Instrução escrita:
Reproduza o trecho do texto sobre Mário de Andrade e a música, começando em "Mário de Andrade observou" e prosseguindo até "ser decifrada posteriormente.", mas substitua "música ocidental" por "música europeia".

Bloco de texto:
★ ★ ★

Mário de Andrade observou que, ao longo do desenvolvimento da música ocidental, sua apreensão se tornou muito mais espacial e muito menos temporal. O escritor, ao falar sobre as tendências artísticas do início do século XX, enunciou que seria preciso retomar na música sua temporalidade, ou seja, ela deveria ser produzida de maneira muito mais ativa, sendo basicamente rítmica, e não apenas reunida em abstrações representacionais que a preparam para ser decifrada posteriormente.

Ao acenar para uma perspectiva que libertasse a secular arte musical das convenções estabelecidas, Mário de Andrade afirmou que só assim “a compreensão da obra resultará mais duma saudade, dum desejo de tornar a escutá-la, que da relembrança contemplativa que fixa as partes, evoca, compara o que passou com o que está passando, reconstrói, fixa e julga. A relembrança pensa. A saudade sente” (1987, p. 200). O escritor defendeu a vigência de uma música que acontecesse concretamente e sensivelmente no tempo. A música do passado, para Andrade, se reduz a uma mera abstração, enquanto que a do presente, realizada na plenitude de um agora dinâmico, se faz palpável em sua espontânea vibração. A maior prova disso é a revalorização do timbre e da intensidade. Qualquer que seja sua intenção formuladora, a música se apresenta sempre concreta, por ser “puro movimento sonoro no tempo” (1987, p. 302). O escritor defendeu que a invenção deve sempre anteceder a concepção formal. A submissão aos modelos já estabelecidos, pertencentes aos consagrados cânones musicais, para o escritor, provoca um esgotamento das possibilidades inventivas. O uso corrente de formas pré-fixadas, na sua visão, facilita a criação musical na mesma medida em que a prende e a subjuga a padrões pré-concebidos.

★ ★ ★

Dados extraídos:
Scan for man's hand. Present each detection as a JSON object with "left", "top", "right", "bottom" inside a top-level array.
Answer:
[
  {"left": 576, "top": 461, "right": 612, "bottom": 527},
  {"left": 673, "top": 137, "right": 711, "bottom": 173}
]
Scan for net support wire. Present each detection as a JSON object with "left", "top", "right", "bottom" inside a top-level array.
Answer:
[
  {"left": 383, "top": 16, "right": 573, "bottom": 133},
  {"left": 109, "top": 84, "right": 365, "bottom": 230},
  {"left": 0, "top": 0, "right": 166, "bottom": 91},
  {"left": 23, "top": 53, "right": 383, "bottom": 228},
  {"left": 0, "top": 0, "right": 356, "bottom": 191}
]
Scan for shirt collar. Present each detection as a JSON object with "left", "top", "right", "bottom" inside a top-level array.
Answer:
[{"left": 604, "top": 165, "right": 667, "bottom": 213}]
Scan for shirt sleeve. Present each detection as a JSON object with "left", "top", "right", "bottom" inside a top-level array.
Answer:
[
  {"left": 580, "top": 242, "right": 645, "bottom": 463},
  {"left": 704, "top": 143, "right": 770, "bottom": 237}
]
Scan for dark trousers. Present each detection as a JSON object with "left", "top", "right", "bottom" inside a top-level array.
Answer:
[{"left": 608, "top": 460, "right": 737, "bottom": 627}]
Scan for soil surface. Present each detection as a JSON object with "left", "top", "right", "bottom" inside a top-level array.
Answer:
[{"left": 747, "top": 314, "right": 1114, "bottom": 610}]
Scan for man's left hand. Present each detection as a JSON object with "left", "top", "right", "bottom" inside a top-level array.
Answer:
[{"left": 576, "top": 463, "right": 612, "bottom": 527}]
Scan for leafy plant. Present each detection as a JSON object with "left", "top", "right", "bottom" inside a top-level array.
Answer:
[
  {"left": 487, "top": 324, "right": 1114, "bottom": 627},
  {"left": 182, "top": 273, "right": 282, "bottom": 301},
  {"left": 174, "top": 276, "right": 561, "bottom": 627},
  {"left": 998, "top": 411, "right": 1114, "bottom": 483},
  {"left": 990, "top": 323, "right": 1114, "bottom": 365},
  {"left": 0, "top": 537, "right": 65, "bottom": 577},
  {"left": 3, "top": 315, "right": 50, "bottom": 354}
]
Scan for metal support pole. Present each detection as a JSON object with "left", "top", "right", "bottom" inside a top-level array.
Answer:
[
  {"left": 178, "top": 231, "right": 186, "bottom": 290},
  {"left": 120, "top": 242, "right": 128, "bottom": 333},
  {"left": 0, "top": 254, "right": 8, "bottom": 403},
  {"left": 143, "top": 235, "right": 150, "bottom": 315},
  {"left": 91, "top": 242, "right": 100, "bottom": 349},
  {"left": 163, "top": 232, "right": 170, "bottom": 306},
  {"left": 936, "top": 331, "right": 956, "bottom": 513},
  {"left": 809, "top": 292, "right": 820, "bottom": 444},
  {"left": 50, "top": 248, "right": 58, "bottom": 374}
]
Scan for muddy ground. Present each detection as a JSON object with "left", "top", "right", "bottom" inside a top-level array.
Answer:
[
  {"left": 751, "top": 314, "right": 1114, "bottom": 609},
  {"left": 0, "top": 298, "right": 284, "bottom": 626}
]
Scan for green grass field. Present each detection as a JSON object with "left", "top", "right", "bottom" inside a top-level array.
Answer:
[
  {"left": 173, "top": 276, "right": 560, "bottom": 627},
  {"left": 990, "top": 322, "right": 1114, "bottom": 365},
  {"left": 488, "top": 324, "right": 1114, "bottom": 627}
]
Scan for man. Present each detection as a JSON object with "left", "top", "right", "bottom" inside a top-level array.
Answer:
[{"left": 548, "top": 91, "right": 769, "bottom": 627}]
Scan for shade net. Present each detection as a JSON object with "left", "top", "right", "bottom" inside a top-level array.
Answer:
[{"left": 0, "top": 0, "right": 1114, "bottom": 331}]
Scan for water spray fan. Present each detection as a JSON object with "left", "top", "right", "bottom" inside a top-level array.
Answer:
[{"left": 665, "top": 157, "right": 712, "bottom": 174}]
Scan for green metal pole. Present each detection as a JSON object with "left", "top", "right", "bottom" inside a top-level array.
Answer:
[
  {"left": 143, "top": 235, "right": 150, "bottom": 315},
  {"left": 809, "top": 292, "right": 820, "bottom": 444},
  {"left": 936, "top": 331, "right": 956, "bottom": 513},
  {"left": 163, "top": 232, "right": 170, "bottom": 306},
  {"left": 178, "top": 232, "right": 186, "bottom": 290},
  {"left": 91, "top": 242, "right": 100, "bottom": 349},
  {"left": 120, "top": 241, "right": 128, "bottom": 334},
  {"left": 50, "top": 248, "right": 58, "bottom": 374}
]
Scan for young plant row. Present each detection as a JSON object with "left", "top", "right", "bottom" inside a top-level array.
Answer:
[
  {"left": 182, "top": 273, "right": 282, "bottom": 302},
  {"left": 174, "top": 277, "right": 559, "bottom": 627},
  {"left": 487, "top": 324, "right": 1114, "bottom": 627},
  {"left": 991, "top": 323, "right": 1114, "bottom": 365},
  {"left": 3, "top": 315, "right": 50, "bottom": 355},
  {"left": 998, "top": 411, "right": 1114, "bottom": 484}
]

★ ★ ★

Resposta à tarefa:
Mário de Andrade observou que, ao longo do desenvolvimento da música europeia, sua apreensão se tornou muito mais espacial e muito menos temporal. O escritor, ao falar sobre as tendências artísticas do início do século XX, enunciou que seria preciso retomar na música sua temporalidade, ou seja, ela deveria ser produzida de maneira muito mais ativa, sendo basicamente rítmica, e não apenas reunida em abstrações representacionais que a preparam para ser decifrada posteriormente.